— Start RECORDS TO USE —

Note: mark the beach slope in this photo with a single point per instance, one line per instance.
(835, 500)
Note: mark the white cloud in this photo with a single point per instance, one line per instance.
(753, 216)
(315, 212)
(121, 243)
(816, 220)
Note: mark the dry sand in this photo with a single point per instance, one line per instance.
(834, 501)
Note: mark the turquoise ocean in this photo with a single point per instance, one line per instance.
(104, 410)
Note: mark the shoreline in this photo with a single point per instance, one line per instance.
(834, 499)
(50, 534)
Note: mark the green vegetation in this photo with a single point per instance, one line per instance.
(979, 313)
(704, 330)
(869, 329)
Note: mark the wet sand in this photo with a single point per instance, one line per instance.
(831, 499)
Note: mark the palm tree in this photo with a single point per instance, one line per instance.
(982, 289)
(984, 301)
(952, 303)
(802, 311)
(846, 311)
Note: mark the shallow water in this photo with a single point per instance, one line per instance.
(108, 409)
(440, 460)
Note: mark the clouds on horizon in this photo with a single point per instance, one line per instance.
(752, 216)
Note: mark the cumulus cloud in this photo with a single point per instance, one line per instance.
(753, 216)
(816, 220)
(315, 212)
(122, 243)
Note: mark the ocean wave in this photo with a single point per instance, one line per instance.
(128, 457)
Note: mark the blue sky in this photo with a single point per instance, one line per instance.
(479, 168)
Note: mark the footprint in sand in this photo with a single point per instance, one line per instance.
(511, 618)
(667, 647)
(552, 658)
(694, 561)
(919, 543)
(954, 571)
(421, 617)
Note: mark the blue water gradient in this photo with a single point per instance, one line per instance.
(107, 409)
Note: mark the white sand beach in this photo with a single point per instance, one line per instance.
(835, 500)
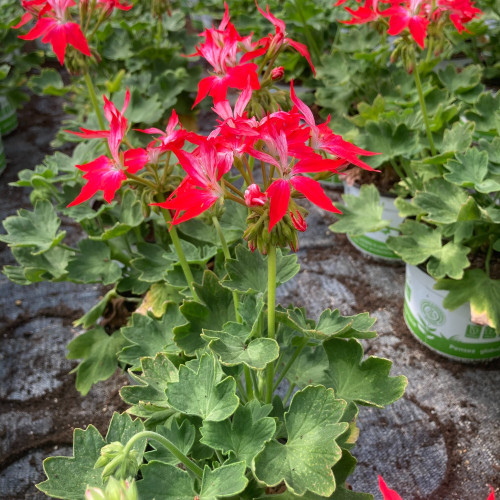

— End RECORDS TO USE —

# GIVEN TASK
Reproduce every one of the entries above word for word, leaving out the picture.

# RESULT
Note: mark the beach slope in this photo with a single point per instance, one line per instance.
(835, 500)
Note: mark the white cloud in this photo with a single point per instance, one line per instance.
(753, 216)
(315, 212)
(121, 243)
(816, 220)
Note: mark the dry sand in this photo with a single point per instance, one line per instance.
(834, 501)
Note: mark the turquoise ocean in this photo with a single point per instance, one line per instance.
(104, 410)
Note: mark the shoreline in this photo with a single point per instance, one line per instance.
(834, 499)
(50, 534)
Note: mark the green vegetation in this photo with a single point per instance, one line per instance.
(979, 313)
(704, 330)
(869, 329)
Note: mark the wet sand in this photo with a single point per instance, one line per instance.
(831, 499)
Note: mark the palm tree in this photo with a single point per instance, one line per instance.
(982, 289)
(984, 301)
(952, 303)
(802, 311)
(846, 311)
Note: mark the shallow water in this photo with a single point per instance, one line per instance.
(108, 409)
(440, 460)
Note: mark the clouds on horizon in this photo with a single point per instance, one line per instance.
(752, 216)
Note: mark the cumulus cloud in this photo with a single point per instance, one line per instance.
(753, 216)
(816, 220)
(315, 212)
(122, 243)
Note: mark the ocean wave in this photo with a single point per instance, one line per instance.
(128, 457)
Note: mark the blue sky in this photo with a single point per instance, one line per instance.
(479, 168)
Note: mark the footprint in sand in this photo with a single point per instance, one line per instance.
(511, 618)
(667, 647)
(552, 658)
(694, 561)
(919, 543)
(954, 571)
(421, 617)
Note: mark the blue water gradient in this photo with a single point per instance, one line per instance.
(107, 409)
Note: mark the white sand beach in this photo with a single point per instance, one line per instance.
(835, 500)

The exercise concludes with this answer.